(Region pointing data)
- - -
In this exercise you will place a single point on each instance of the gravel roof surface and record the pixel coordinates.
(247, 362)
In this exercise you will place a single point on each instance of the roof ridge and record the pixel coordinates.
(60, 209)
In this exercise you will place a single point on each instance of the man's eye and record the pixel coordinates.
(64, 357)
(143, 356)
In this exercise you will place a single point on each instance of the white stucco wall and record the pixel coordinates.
- - -
ABOUT THIS EXERCISE – Print every record above exactly as written.

RESPONSE AREA –
In this exercise you will place a single point on each instance of the gravel roof surface and record the pixel coordinates.
(247, 362)
In this exercise you will place a single point on each instance of the roof ridge and record the pixel coordinates.
(60, 209)
In this exercise you will place a single point on each instance of the man's eye and record the pixel coordinates.
(64, 357)
(143, 356)
In this exercise you will place a single point on each instance of the white stucco wall and record the pixel coordinates.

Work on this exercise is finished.